▸ Lesetext
* * * * * * *
Das Théâtre Montmartre ist nun der Ort, an dem die unterschiedlichsten Geschichten – solche alltäglicher Art und solche politischer Art – aufeinandertreffen: Von der Anbändelei der Kostümbildnerin Arlette mit der jungen Schauspielerin Nadine bis zu den Bedrohungen des Spielbetriebs durch Daxiat, den Chefredakteur einer antisemitischen Zeitschrift, von kleineren Schwarzmarkt-Geschäften bis zur Durchsuchung des Theaters durch Gestapo-Leute sowie zahlreiche weitere – teils anekdotische – Geschichten mehr.
Im Zentrum aber stehen drei Figuren. Bald zeigt sich, dass Lucas Steiner, ein deutscher Jude, Frankreich nicht verlassen hat, sondern sich im Keller des Theaters versteckt hält. Und so ist es seine Frau Marion, die versucht, die Gefahren der politischen Lage und die menschlichen Komplikationen zu meistern und das Theater weiterzuführen. Bernard Granger, ein Frauenheld und bekannter Schauspieler und – wie sich herausstellt - Mitglied der Résistance, bekommt neben Marion Steiner die zweite Hauptrolle in dem neuen Theaterstück.
* * * * * * *
▸ Material
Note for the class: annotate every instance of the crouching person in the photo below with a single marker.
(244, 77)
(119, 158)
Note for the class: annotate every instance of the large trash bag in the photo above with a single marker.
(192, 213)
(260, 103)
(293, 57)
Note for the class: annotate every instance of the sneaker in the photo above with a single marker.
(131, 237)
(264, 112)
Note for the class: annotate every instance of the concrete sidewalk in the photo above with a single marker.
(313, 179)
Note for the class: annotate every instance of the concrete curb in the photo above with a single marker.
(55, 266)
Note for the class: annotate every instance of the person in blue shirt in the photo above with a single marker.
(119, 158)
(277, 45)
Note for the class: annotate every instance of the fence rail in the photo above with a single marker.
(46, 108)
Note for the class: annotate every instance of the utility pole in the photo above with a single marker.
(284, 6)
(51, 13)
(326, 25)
* * * * * * *
▸ Deine Aufgaben
1) Schreibe den Abschnitt des Lesetexts zwischen „Im Zentrum aber“ und „dem neuen Theaterstück.“ einschließlich beider Stellen ab und tausche dabei „Keller“ gegen „Dachboden“ aus.
2) Welche Stellung hat Daxiat laut dem Lesetext?
Die Zeilen oben braucht man hier nicht.

▸ Lösungen im Einzelnen
1)
Im Zentrum aber stehen drei Figuren. Bald zeigt sich, dass Lucas Steiner, ein deutscher Jude, Frankreich nicht verlassen hat, sondern sich im Dachboden des Theaters versteckt hält. Und so ist es seine Frau Marion, die versucht, die Gefahren der politischen Lage und die menschlichen Komplikationen zu meistern und das Theater weiterzuführen. Bernard Granger, ein Frauenheld und bekannter Schauspieler und – wie sich herausstellt - Mitglied der Résistance, bekommt neben Marion Steiner die zweite Hauptrolle in dem neuen Theaterstück.

2) Er ist Chefredakteur einer antisemitischen Zeitschrift.